[EXCERPT PROVIDED]
Friday, August 8, 2014

Bachelor Patio

The benefit of a french-immersion course, besides ensuring that your child will become a successful flight attendant, is that when they call for a cab in Montreal, one will actually collect them.
Not the case for this anglophone.

I'm ordering another tarantula today.
Don't tell my mom.
The west coast of Newfoundland has much larger spiders than the east coast.
I suppose they're necessary for ensnaring the massive, unyielding bird-moths that live here.
There are a bunch of them among the bedroom's ceiling corners as I type.
I insist upon keeping them there because I'm difficult to live with.
Anyway, wanna see?


It will look much like the one that this engaged person is sporting.
Andie agreed to the idea because she never thought I would actually get around to ordering one.
Since I'm so lazy and all.
However, she didn't anticipate how focused I am when it comes to spending money.
I 'feed' wild spiders all the time. I'll grab some stupid bug and throw it into a web. 
I'm on the side of the good guys.
Spiders will never give you an itchy bite on the webbing between your fingers, or on your genitals.

Speaking of an uncomfortable penis, paint-balling was on the docket for the bachelor party.

[EXERCISE TASK 1] In the listing below, rewrite the lines from the one with "the man lying" to the one with "[(253, 209)]", replacing "man lying" with "person lying" and leaving the rest unchanged.

[SUPPLIED MATERIAL]
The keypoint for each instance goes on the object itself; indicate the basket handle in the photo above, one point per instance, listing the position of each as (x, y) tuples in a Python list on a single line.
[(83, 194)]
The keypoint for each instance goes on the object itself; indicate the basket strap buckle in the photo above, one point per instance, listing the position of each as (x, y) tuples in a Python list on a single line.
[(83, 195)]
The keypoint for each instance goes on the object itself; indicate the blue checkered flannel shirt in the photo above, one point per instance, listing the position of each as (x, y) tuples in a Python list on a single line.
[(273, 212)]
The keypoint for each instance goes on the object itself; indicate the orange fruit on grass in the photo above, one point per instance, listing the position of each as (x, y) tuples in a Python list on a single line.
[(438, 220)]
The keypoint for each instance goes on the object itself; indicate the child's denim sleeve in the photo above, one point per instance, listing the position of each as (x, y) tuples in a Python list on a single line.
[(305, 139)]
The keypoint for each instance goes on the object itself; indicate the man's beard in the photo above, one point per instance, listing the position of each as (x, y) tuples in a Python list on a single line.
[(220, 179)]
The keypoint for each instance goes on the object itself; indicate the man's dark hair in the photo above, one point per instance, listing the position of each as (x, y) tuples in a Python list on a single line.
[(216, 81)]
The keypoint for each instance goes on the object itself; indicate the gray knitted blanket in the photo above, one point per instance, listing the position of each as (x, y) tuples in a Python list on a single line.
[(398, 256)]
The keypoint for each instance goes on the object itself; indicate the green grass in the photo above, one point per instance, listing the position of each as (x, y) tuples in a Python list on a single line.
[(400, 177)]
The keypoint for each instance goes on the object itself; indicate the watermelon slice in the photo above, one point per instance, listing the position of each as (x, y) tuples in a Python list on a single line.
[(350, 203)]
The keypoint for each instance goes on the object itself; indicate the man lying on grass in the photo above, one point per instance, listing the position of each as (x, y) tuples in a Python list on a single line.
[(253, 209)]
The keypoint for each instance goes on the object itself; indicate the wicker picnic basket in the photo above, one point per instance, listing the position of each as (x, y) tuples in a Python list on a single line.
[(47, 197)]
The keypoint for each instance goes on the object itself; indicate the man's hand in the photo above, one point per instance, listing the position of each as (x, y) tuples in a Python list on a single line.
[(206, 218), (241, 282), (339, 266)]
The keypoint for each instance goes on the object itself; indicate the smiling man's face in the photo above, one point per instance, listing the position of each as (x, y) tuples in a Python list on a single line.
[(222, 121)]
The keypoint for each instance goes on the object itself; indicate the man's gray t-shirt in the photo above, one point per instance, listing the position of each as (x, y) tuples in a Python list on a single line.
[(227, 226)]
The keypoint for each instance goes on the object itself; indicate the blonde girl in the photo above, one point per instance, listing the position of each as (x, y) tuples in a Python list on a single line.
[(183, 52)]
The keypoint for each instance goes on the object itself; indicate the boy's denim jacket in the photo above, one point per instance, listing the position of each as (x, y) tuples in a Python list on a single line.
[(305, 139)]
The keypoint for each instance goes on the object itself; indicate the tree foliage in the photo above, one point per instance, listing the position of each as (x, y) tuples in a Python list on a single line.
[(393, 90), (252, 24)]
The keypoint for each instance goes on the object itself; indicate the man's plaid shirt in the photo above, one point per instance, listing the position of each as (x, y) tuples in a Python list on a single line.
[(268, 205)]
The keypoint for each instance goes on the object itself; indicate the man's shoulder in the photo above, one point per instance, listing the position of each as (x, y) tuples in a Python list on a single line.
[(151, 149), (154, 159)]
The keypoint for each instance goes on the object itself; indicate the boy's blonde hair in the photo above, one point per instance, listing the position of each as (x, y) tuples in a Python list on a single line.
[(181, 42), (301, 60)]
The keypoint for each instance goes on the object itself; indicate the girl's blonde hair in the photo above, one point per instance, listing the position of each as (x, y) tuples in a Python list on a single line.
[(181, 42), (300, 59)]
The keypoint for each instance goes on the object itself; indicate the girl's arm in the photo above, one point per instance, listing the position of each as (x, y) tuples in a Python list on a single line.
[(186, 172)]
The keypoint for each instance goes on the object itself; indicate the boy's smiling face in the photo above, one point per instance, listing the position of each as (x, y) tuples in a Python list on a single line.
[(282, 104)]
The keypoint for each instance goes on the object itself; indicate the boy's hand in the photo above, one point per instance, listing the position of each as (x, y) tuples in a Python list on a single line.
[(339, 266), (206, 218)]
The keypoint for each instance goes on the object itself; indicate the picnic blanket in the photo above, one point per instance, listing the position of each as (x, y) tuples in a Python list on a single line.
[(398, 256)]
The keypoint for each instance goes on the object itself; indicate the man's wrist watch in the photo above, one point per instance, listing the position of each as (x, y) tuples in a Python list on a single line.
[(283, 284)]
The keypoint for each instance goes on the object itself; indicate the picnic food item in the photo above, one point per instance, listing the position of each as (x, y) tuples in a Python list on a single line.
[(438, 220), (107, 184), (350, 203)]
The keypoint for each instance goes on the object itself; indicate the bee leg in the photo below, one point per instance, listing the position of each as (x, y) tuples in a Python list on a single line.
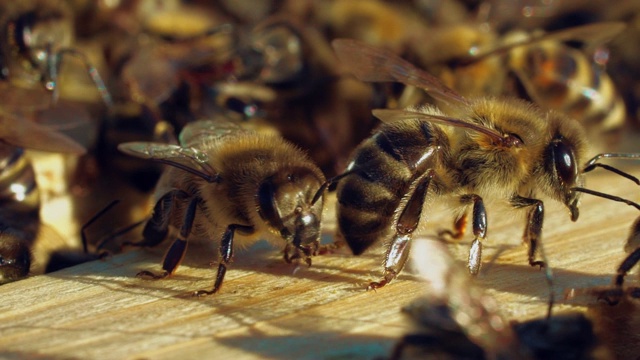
[(157, 228), (479, 224), (331, 247), (226, 254), (398, 250), (613, 296), (533, 231), (459, 228), (176, 252)]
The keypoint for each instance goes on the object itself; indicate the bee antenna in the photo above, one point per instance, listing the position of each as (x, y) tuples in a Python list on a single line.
[(85, 246), (593, 163), (118, 232), (606, 196), (548, 273)]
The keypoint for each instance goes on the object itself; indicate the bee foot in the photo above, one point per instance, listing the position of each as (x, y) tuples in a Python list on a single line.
[(149, 275), (201, 293)]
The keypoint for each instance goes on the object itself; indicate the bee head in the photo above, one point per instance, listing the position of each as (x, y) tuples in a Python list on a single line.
[(561, 167), (35, 31), (286, 203)]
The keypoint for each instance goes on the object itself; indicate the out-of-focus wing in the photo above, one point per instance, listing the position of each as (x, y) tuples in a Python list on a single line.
[(373, 64), (28, 134), (188, 159)]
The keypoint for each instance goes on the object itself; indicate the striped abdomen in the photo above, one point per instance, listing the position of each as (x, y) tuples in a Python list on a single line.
[(384, 166), (565, 79)]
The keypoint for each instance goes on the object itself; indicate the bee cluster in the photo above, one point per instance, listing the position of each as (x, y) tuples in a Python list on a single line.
[(228, 122)]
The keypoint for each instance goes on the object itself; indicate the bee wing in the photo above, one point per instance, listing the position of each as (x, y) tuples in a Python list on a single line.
[(188, 159), (28, 134), (388, 115), (209, 130), (591, 34), (475, 311), (373, 64)]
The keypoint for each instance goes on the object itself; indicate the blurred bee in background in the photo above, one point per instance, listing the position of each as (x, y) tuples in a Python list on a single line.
[(301, 92), (19, 198), (459, 320), (539, 67), (232, 187), (487, 149), (36, 37), (105, 173)]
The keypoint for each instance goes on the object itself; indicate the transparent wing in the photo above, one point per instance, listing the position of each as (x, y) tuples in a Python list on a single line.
[(215, 129), (387, 115), (591, 34), (15, 98), (28, 134), (185, 158), (373, 64)]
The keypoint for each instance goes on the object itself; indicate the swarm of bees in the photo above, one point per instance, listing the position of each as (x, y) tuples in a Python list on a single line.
[(226, 124)]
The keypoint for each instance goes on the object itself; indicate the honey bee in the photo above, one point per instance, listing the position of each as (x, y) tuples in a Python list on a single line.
[(233, 187), (614, 293), (315, 106), (19, 197), (460, 321), (539, 67), (36, 37), (468, 152)]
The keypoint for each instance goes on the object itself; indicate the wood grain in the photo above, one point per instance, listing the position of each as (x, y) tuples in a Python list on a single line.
[(268, 310)]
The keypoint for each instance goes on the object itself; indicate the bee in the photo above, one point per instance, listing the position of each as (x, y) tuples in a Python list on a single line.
[(19, 196), (614, 293), (539, 67), (233, 187), (459, 320), (315, 106), (467, 152), (36, 36)]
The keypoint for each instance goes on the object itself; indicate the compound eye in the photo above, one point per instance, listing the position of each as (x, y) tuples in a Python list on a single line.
[(564, 161)]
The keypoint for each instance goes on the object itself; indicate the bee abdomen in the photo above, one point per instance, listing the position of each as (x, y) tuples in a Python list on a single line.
[(382, 171), (565, 79)]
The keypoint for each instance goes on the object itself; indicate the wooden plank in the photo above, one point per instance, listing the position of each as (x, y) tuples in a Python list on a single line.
[(268, 310)]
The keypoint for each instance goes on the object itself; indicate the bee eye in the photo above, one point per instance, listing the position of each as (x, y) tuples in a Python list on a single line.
[(564, 161)]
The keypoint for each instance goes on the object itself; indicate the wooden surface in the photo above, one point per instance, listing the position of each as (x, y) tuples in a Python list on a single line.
[(268, 310)]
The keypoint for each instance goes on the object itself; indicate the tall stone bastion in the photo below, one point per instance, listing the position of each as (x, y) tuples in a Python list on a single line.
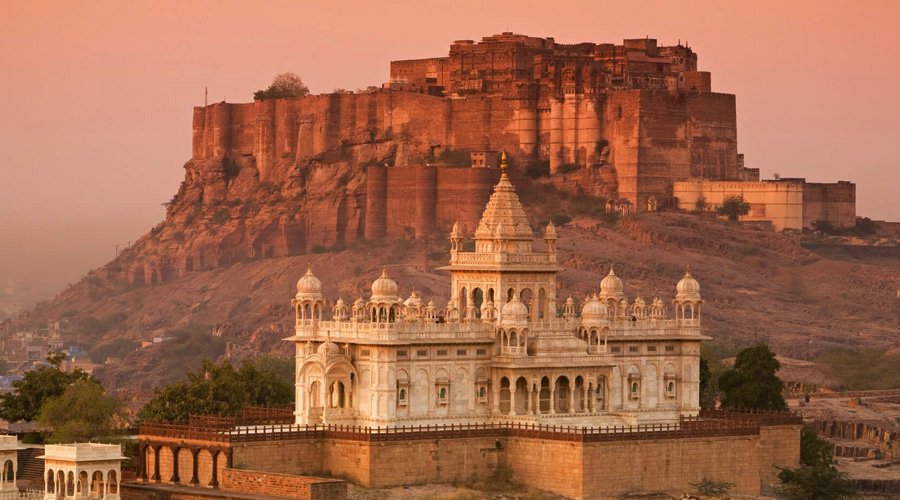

[EXERCISE TASK 2] According to the blog post, what was on the docket for the bachelor party?

[PROBLEM SOLUTION 1]
The keypoint for each instance goes on the object itself; indicate the person lying on grass in the photo above, one point per instance, listing the position of each as (x, y) tuples in a Python list on a single line.
[(253, 209)]

[PROBLEM SOLUTION 2] Paint-balling.